THE PROBLEM:
From first line to last, print the records exactly, but leave out the pictures.

"""

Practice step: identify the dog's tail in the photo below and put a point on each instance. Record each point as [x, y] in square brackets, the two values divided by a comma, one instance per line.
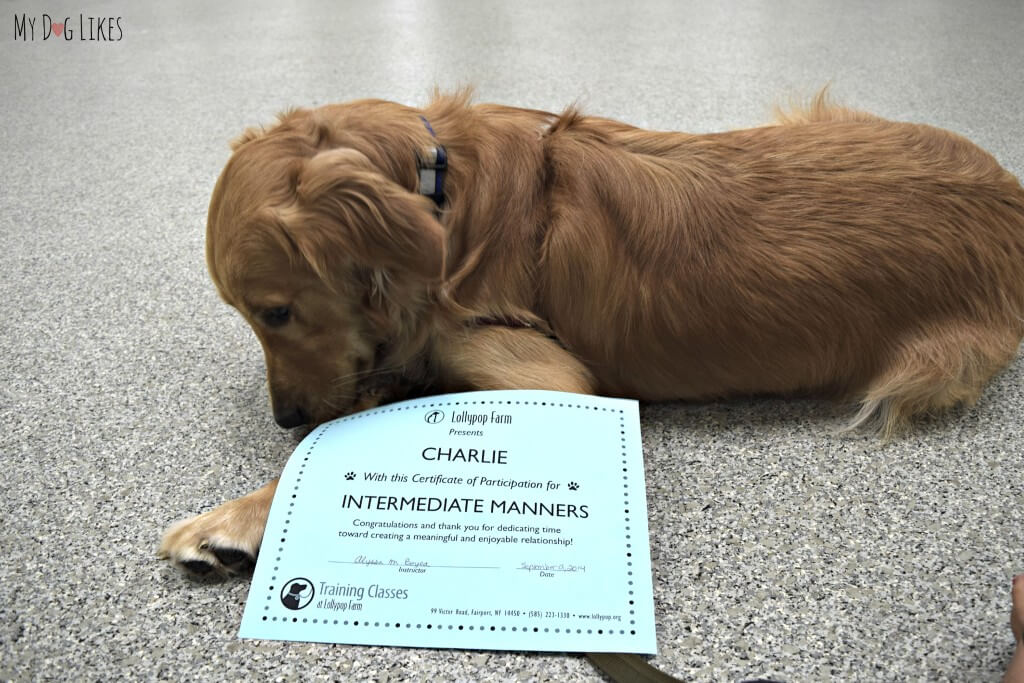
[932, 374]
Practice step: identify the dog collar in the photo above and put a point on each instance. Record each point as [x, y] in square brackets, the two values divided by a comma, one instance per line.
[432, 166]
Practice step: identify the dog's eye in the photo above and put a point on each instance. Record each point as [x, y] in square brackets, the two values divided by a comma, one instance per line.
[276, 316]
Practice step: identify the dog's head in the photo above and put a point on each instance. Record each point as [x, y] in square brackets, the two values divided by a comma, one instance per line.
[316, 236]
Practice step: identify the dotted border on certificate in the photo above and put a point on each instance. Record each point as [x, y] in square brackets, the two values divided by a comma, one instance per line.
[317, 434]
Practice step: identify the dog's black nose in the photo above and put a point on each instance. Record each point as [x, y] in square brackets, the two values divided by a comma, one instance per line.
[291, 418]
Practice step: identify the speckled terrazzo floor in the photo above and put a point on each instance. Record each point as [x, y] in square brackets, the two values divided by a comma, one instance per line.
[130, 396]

"""

SOLUTION FOR THIS EXERCISE:
Practice step: identify the dog's tail in the photo below and put a point on each instance. Record each point as [x, y] in square brackets, the two values divided by a comma, one instance per line.
[932, 374]
Practice step: identify the dog collar in the photo above and put a point on each instance. Record each point as [x, y] in square brackets, the two values divided by a comma, one instance per line.
[432, 166]
Practice step: identify the dog's eye in the photo above and put a point on each instance. Record each point as [x, y] in square brackets, the two values divided by a comma, one instance per line.
[276, 316]
Practice step: identify the dog's head in the photo above and put a point on each instance. Record each point as [x, y] in square brackets, the two values divided by a comma, one instance per line.
[316, 236]
Practice step: identify the dotted border on certificate in the photo above and put a point on each instance. Record each point as [x, y] in square brackets, the two values divided by a comma, one instance per line.
[317, 434]
Practice step: identify the dog's black nose in the photo above and put a point on each instance. Record each point as [x, y] in square brackets, the two values divided by a comma, one instance per line.
[291, 418]
Practice step: identify the speckled terrazzo floor in the photo above and put a point on each instance. Record each point as [x, y] in square brackets, the two values divided by a comma, one instance per line.
[130, 396]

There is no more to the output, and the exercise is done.